■ **Abgedruckter Beitrag**:
────────────────────────────────────────

Bild: Sie werden an ihrer Sturheit scheitern: Muslimbrüder
Es kam anders. Entgegen der Prophezeiung vieler westlichen Experten war der
Siegeszug des politischen Islam nur von kurzer Dauer. Der zweite
Volksaufstand in Ägypten vor wenigen Wochen ist dafür der beste Beleg. Die
beliebte These, dass die arabischen Völker nur entweder von
Militärdiktaturen oder von Islamisten regiert werden könnten, ist damit
erwiesenermaßen falsch. Wer predigte, der Westen müsse endlich den
politischen Islam als Garant von Stabilität akzeptieren und sich ihm
annähern, sollte schleunigst umdenken.
Sowohl in Istanbul als auch in Kairo zeigten und zeigen die
Protestbewegungen, dass die politische Herrschaft der Islamisten auf
heftigen Widerstand breiter Teile der Bevölkerung stößt. Ausgerechnet in
Ägypten, der historischen Wiege des politischen Islam, setzte eine
Koalition aus Liberalen, Demokraten und Militärs (sogar mit der passiven
Unterstützung der Salafisten) den Herrschaftsansprüchen der Muslimbrüder
ein vorläufiges Ende. Das ist ein historisches Ereignis.

────────────────────────────────────────

■ **Arbeitsauftrag**: Setzen Sie den Beitrag über das Scheitern des politischen Islam in Ägypten im Anschluss an seinen letzten Satz fort.

■ **Bereitgestelltes Material**:
────────────────────────────────────────

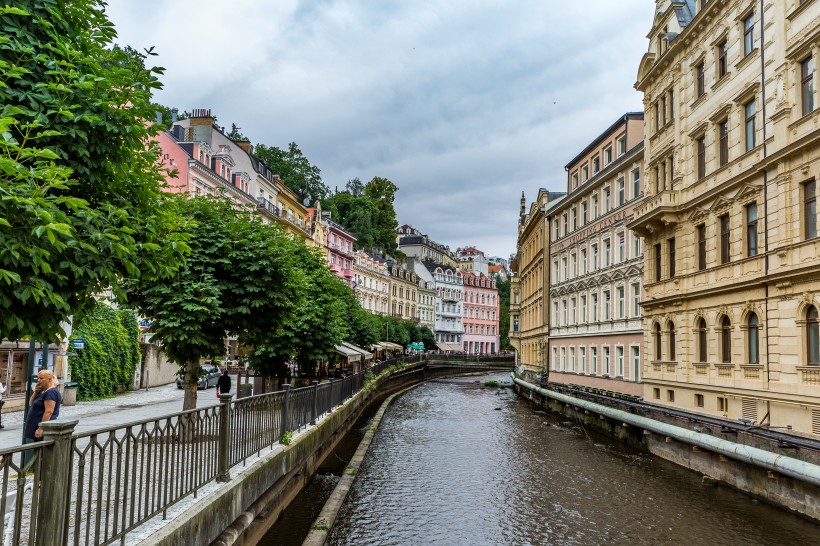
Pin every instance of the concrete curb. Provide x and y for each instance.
(320, 530)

────────────────────────────────────────

■ **Lösung**:
Die Entmachtung des islamistischen Präsidenten Mohammed Mursi ein Jahr nach
seiner Wahl verändert nicht nur die politische Landschaft am Nil, sondern
wird eine Kettenreaktion auslösen, die die gesamte Region verändern wird.
Seit den 70er Jahren des letzten Jahrhunderts befindet sich der politische
Islam in der Offensive. Nun hat er endlich seine erste schwere Niederlage
erlitten.
Unabhängig davon, dass das Duell zwischen den Muslimbrüdern auf der einen
Seite und dem Bündnis von Armee und dem demokratisch-laizistischen Lager
auf der anderen Seite längst nicht entschieden ist, eines steht bereits so
gut wie fest: Die Muslimbrüder befinden sich in einer ideellen und
politischen Sackgasse und verkommen zu einer bloßen Protestbewegung mit dem
einzigen Ziel, die verlorene Macht um jeden Preis zurückzuerobern und den
gestürzten Präsidenten Mursi wieder einzusetzen.
## Versagen auf allen Ebenen
Sie werden an ihrer Sturheit scheitern. Die Mehrheit der Muslimbrüder
zeigen bis heute nicht das geringste Interesse, ihren politischen Kurs zu
überdenken. Dabei hat der immerhin zum Ausbruch der gegenwärtigen Krise und
zu ihrer politischen Isolierung geführt.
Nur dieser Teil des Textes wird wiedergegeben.